## [TEXT]

'''

Haben wir keine anderen Probleme – diese Frage soll außerdem beschämen und einschüchtern: Es sollen möglichst überhaupt keine Beschwerden mehr kommen. Ich meine mich an eine Studie zu erinnern, dergemäß sich in keiner Dienstleistungsgesellschaft Europas die Menschen so wenig beschweren wie in Deutschland; so wenig hier, dass einige Firmen dies als Schwächung ihrer Qualitätskontrolle empfinden. Man kann schließlich nicht auf Kund*innenbeschwerden reagieren, wenn keine kommen. In der Welt der Online-Maulhelden ist das immer noch zu viel. Da wird sich beschweren als »Jammern auf hohem Niveau« bezeichnet, denn ein bisschen weibisch, dekadent, verzärtelt und schwul ist es ja, das Problemehaben. Der deutsche Internetmann hat keine Probleme, er hat nur Lösungen!

'''

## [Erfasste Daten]
'''

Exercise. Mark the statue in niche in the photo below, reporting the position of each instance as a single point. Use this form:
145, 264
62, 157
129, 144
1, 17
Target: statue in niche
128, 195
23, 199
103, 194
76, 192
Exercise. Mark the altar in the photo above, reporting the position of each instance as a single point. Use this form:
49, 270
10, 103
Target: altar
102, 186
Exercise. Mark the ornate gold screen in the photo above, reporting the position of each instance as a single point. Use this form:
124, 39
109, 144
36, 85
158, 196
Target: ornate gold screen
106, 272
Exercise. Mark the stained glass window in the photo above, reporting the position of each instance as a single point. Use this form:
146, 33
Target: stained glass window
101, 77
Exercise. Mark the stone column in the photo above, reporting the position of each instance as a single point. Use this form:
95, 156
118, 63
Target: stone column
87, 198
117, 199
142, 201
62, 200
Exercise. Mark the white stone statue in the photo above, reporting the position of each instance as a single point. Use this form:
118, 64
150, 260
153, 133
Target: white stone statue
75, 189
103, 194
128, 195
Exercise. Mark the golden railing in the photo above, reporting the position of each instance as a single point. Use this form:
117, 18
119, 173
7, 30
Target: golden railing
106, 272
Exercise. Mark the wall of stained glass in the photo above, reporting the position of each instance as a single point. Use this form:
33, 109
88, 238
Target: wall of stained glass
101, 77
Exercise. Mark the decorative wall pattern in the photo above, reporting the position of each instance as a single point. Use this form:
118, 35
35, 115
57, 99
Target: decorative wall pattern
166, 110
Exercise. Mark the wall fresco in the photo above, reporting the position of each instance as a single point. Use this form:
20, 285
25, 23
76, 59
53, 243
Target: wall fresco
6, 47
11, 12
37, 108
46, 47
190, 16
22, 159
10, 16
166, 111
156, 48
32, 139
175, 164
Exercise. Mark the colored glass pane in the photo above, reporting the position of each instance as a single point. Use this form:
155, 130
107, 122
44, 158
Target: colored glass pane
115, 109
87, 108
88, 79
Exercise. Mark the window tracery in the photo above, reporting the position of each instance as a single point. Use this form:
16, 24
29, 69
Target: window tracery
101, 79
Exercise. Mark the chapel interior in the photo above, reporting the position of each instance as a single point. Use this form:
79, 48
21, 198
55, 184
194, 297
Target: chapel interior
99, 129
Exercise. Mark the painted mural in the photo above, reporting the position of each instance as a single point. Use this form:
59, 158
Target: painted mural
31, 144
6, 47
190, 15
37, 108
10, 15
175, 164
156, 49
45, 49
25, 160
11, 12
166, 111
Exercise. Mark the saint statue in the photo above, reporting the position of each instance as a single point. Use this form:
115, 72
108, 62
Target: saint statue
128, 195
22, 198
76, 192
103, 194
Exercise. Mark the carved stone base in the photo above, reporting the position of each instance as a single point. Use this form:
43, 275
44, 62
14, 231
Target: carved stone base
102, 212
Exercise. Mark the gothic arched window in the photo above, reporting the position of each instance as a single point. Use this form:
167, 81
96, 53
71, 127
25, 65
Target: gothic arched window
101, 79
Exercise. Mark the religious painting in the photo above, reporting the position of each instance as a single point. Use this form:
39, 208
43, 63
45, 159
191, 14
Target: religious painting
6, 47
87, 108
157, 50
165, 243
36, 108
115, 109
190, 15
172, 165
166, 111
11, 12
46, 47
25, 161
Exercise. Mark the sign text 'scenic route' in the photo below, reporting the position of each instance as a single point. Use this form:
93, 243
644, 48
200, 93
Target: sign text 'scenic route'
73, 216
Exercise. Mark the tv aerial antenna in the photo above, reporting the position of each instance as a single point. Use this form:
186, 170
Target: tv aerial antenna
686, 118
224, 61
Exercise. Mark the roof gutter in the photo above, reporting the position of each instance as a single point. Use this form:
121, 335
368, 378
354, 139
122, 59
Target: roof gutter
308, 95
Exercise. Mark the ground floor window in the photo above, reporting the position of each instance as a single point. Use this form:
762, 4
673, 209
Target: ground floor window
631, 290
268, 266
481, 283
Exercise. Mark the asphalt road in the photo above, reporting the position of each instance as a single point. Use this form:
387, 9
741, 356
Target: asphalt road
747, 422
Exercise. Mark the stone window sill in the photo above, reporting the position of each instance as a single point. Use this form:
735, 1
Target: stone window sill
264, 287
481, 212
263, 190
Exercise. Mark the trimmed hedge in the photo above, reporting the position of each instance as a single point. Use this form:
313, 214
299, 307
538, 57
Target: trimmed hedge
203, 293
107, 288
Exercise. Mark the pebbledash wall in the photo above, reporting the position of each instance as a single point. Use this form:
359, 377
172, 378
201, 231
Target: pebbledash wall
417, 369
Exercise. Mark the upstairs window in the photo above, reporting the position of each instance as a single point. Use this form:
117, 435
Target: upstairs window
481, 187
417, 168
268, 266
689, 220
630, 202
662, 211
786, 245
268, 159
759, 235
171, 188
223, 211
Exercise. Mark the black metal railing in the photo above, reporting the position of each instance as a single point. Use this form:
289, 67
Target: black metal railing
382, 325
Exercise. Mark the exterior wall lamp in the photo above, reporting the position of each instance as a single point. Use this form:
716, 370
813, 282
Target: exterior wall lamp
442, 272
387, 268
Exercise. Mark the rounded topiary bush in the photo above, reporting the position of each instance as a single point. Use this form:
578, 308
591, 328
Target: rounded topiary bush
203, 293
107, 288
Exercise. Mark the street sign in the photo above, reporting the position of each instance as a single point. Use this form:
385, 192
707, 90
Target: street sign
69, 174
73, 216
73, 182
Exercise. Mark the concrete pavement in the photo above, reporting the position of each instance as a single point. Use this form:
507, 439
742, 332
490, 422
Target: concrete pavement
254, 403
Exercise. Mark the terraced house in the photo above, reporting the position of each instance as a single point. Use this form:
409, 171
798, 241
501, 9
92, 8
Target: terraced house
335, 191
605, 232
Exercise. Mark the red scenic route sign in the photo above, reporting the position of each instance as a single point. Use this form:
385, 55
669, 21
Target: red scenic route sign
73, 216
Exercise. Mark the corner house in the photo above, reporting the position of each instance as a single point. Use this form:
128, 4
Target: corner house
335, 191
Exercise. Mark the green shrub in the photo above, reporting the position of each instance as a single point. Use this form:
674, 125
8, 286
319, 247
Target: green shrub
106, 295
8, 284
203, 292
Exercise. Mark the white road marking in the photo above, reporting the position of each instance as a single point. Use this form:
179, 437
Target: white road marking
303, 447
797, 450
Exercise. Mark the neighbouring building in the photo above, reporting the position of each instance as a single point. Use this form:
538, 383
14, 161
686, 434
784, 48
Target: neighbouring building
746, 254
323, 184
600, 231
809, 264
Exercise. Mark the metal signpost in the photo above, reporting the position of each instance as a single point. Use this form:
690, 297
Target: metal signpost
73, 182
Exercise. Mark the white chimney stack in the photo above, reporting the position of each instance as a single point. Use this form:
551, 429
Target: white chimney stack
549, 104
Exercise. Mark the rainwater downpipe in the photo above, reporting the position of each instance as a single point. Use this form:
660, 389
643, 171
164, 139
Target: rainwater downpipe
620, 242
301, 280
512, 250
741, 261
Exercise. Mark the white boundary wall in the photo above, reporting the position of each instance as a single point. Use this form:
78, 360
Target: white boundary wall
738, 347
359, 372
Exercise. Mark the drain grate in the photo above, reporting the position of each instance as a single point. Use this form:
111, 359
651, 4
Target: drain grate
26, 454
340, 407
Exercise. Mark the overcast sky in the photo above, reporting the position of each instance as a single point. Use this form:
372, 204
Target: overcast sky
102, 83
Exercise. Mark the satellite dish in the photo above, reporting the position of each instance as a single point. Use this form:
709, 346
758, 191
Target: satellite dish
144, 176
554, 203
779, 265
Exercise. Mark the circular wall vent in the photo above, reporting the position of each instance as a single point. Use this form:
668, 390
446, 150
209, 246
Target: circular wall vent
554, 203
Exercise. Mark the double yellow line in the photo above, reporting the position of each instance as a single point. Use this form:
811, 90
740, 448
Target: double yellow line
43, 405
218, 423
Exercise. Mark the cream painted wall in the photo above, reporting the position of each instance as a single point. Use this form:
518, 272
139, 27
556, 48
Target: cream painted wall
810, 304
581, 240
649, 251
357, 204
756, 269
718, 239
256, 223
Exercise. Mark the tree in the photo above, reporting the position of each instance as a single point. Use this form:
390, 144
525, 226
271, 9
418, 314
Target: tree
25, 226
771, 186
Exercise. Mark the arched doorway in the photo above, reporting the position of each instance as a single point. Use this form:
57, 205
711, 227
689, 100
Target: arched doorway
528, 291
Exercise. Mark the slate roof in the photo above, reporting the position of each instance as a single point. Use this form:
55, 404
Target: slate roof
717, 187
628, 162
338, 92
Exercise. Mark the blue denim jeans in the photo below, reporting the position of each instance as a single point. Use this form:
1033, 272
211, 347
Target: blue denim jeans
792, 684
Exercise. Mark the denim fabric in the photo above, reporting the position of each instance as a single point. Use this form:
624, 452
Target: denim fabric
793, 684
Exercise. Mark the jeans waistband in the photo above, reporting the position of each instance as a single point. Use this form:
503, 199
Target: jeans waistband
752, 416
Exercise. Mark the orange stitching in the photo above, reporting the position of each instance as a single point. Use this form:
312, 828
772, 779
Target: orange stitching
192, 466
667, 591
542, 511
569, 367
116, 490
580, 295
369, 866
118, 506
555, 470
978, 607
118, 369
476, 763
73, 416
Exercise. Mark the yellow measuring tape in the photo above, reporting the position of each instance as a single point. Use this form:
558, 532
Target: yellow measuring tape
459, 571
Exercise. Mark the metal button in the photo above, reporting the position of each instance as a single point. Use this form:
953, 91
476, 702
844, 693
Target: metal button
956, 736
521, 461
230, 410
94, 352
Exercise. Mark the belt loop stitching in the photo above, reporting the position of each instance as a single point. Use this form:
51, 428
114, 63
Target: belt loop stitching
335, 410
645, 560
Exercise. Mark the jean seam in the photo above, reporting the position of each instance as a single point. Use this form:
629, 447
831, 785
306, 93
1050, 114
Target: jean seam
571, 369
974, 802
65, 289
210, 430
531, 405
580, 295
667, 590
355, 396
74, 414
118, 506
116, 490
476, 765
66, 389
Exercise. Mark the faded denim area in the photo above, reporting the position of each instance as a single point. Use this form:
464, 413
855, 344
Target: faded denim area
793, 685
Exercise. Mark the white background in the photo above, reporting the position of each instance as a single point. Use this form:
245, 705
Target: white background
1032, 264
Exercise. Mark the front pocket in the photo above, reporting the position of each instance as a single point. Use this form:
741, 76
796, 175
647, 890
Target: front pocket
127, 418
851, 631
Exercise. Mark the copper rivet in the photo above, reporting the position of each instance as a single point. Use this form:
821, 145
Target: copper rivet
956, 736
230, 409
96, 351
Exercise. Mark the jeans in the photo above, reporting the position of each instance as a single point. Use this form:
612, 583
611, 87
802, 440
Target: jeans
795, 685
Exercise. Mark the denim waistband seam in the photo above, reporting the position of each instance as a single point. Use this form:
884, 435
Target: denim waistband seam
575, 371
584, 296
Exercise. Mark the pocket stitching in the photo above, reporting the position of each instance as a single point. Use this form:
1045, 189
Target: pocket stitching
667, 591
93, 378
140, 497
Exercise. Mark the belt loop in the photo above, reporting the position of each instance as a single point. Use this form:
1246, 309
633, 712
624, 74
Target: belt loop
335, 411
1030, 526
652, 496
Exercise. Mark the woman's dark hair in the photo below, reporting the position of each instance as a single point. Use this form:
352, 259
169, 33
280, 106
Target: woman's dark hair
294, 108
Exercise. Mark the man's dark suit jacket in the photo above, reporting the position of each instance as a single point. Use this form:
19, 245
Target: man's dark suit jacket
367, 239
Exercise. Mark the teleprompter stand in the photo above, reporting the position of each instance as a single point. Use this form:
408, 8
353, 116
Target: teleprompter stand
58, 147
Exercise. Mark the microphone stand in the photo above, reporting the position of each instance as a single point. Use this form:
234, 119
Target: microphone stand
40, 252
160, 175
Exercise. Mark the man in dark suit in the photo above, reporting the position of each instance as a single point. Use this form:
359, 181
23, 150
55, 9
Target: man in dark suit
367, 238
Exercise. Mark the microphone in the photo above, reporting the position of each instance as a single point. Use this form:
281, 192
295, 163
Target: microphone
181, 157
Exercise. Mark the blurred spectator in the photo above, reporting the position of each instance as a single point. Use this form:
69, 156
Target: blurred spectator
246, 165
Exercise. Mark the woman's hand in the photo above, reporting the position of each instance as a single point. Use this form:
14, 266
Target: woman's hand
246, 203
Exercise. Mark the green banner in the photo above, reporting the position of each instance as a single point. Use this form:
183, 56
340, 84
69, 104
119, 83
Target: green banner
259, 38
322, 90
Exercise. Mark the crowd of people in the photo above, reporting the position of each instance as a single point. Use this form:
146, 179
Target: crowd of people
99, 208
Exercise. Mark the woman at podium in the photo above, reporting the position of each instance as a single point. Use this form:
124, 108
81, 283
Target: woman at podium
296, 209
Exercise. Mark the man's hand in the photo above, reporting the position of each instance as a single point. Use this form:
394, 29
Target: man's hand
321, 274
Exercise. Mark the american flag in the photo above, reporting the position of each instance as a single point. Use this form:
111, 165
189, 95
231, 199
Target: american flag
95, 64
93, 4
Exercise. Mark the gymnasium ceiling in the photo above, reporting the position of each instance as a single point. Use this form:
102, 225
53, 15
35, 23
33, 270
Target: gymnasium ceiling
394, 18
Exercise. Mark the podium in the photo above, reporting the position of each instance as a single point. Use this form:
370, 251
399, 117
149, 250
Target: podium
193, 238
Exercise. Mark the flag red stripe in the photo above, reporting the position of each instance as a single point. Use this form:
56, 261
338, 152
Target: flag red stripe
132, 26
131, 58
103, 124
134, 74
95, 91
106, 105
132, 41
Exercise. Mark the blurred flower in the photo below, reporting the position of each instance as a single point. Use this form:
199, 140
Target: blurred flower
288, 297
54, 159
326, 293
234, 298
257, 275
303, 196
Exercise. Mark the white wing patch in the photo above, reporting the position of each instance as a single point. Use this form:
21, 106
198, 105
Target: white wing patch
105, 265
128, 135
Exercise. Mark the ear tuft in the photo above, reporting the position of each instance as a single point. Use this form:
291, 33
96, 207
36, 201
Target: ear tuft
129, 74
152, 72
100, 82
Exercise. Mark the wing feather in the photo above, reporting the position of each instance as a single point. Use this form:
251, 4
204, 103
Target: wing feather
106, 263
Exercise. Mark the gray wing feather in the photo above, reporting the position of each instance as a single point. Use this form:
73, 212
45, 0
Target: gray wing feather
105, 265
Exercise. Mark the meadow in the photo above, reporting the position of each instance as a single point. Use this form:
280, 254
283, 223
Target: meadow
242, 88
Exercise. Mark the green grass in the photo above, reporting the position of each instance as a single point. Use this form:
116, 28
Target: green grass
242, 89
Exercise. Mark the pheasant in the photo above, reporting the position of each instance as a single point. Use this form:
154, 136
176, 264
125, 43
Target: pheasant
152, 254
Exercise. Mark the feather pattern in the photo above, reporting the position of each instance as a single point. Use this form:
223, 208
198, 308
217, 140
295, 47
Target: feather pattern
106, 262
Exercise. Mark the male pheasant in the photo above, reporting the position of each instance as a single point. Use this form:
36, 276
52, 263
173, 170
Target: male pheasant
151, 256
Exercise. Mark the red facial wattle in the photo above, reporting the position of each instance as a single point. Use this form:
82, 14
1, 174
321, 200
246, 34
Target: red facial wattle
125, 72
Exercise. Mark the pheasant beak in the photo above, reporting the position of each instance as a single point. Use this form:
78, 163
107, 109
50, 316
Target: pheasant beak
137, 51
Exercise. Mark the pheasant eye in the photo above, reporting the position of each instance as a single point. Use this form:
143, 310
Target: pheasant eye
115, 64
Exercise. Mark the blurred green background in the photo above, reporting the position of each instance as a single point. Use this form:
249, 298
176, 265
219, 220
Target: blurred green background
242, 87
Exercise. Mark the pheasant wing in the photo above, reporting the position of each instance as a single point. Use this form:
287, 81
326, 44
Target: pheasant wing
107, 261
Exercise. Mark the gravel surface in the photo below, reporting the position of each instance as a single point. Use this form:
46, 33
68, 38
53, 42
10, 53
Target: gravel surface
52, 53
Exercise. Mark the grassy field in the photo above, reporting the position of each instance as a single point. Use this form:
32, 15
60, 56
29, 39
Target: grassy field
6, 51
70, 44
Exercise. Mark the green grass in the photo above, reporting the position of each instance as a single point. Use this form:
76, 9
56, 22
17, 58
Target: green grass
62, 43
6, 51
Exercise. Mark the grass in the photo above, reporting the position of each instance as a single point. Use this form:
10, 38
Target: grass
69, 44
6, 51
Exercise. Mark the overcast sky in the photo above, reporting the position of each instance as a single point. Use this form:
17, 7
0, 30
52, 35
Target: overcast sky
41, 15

'''

## [ZU ERLEDIGENDE AUFGABEN]
• 1. Tippen Sie den Text über das Beschweren in Deutschland vollständig und unverändert ab.
• 2. Wie viele Zeilen der Auflistung enthalten das Wort „chapel“? Nennen Sie nur die Zahl.
Text und Auflistung sind voneinander unabhängiges Material.

## [AUSGEARBEITETE LÖSUNGEN]
• 1.
Haben wir keine anderen Probleme – diese Frage soll außerdem beschämen und einschüchtern: Es sollen möglichst überhaupt keine Beschwerden mehr kommen. Ich meine mich an eine Studie zu erinnern, dergemäß sich in keiner Dienstleistungsgesellschaft Europas die Menschen so wenig beschweren wie in Deutschland; so wenig hier, dass einige Firmen dies als Schwächung ihrer Qualitätskontrolle empfinden. Man kann schließlich nicht auf Kund*innenbeschwerden reagieren, wenn keine kommen. In der Welt der Online-Maulhelden ist das immer noch zu viel. Da wird sich beschweren als »Jammern auf hohem Niveau« bezeichnet, denn ein bisschen weibisch, dekadent, verzärtelt und schwul ist es ja, das Problemehaben. Der deutsche Internetmann hat keine Probleme, er hat nur Lösungen!

• 2. 2